======== Records provided

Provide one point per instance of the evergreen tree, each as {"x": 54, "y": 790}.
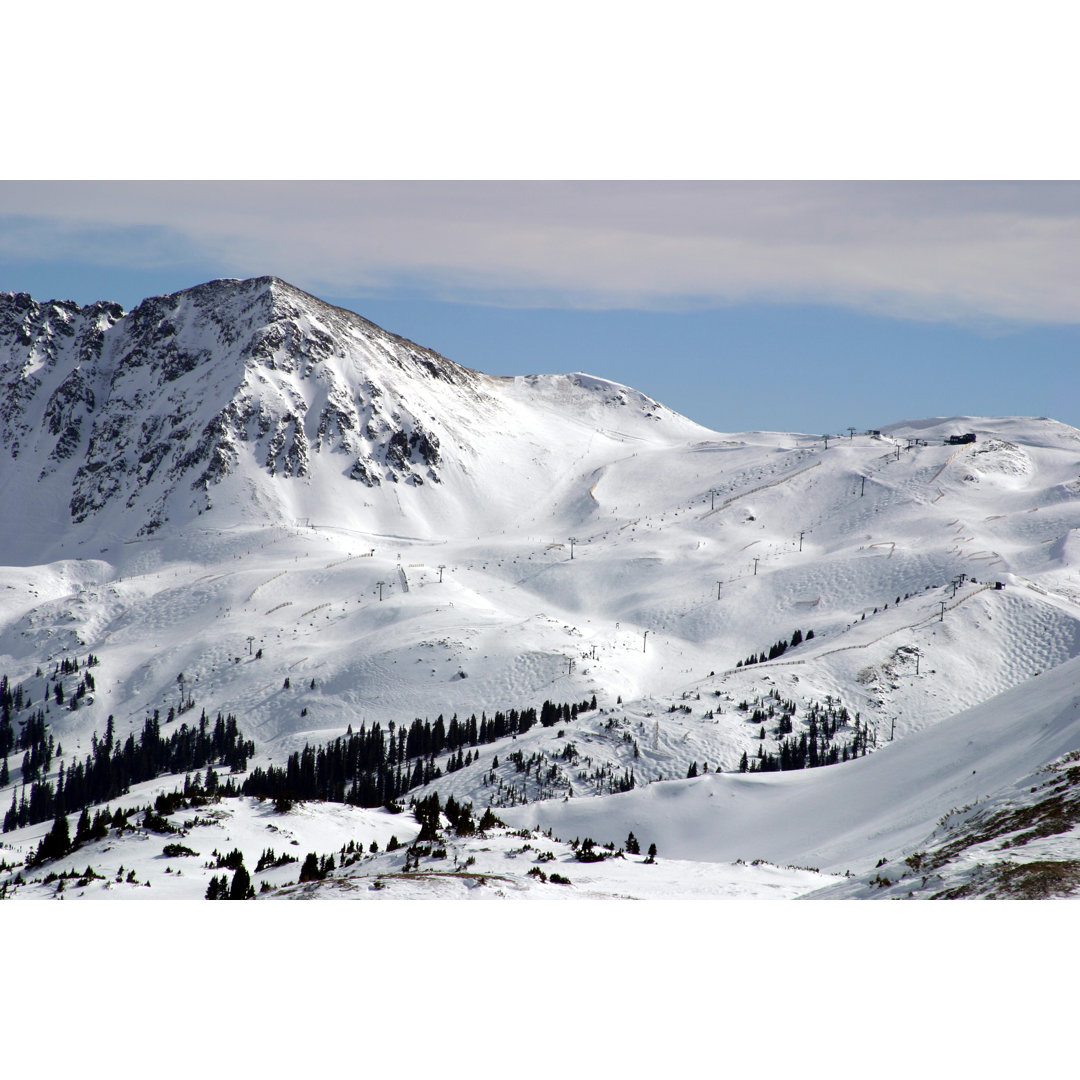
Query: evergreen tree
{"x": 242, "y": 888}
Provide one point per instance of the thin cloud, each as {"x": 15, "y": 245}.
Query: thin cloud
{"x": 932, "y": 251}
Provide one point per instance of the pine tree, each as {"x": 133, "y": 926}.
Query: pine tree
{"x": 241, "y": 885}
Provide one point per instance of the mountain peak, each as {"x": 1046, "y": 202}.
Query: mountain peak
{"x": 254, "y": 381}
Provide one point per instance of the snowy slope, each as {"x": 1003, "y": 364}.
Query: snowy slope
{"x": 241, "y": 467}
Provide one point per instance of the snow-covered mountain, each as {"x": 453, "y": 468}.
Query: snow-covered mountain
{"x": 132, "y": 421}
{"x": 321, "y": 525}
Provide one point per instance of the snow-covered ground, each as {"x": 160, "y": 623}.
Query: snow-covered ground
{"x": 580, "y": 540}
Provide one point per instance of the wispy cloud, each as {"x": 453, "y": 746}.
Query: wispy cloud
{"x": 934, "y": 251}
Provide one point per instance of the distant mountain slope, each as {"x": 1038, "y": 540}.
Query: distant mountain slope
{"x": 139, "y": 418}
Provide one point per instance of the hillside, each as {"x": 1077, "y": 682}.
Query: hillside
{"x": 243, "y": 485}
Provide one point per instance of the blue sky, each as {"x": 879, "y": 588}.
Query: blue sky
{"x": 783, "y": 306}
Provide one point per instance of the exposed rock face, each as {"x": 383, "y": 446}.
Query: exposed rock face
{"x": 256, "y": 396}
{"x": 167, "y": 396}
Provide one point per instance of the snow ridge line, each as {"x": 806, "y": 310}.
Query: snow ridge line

================

* Objective *
Write out all of the records again, renaming "Query" to "Label" wherever it appears and changing nothing else. Omit the pictures.

* Task response *
Provide one point per instance of the evergreen tree, each as {"x": 54, "y": 790}.
Label: evergreen tree
{"x": 242, "y": 888}
Provide one point per instance of the thin cloud, each as {"x": 15, "y": 245}.
Label: thin cloud
{"x": 932, "y": 251}
Provide one point per instance of the pine tree, each as {"x": 133, "y": 926}.
Label: pine tree
{"x": 241, "y": 885}
Provide one point per instance of the mountain peak, each as {"x": 1046, "y": 202}.
Label: mountain peak
{"x": 254, "y": 381}
Provide one point per instance of the snowy slope, each as {"x": 1003, "y": 364}.
Label: snowy slope
{"x": 241, "y": 467}
Provide one point per instance of the snow-covered mountain, each as {"x": 453, "y": 468}.
Label: snow-covered mountain
{"x": 132, "y": 421}
{"x": 321, "y": 525}
Provide one point per instance of the snow-covered ground, each as {"x": 160, "y": 623}.
Label: snow-covered ground
{"x": 580, "y": 540}
Provide one point per instance of the wispy cloud, each as {"x": 453, "y": 746}.
Label: wispy cloud
{"x": 934, "y": 251}
Provide one point per instance of the distant mountain slope, each as {"x": 1038, "y": 540}.
Label: distant mountain slope
{"x": 139, "y": 418}
Provide one point per instance of the hillside, each as {"x": 1077, "y": 682}.
Label: hillside
{"x": 243, "y": 485}
Provide one point per instance of the blue sky, each as {"x": 879, "y": 588}.
Label: blue sky
{"x": 783, "y": 306}
Provide one point per instance of the exposed rock face, each as {"x": 383, "y": 446}.
Label: exposed rock face
{"x": 256, "y": 396}
{"x": 167, "y": 396}
Provide one point per instance of the snow ridge line, each as {"x": 806, "y": 310}.
Label: snow ridge line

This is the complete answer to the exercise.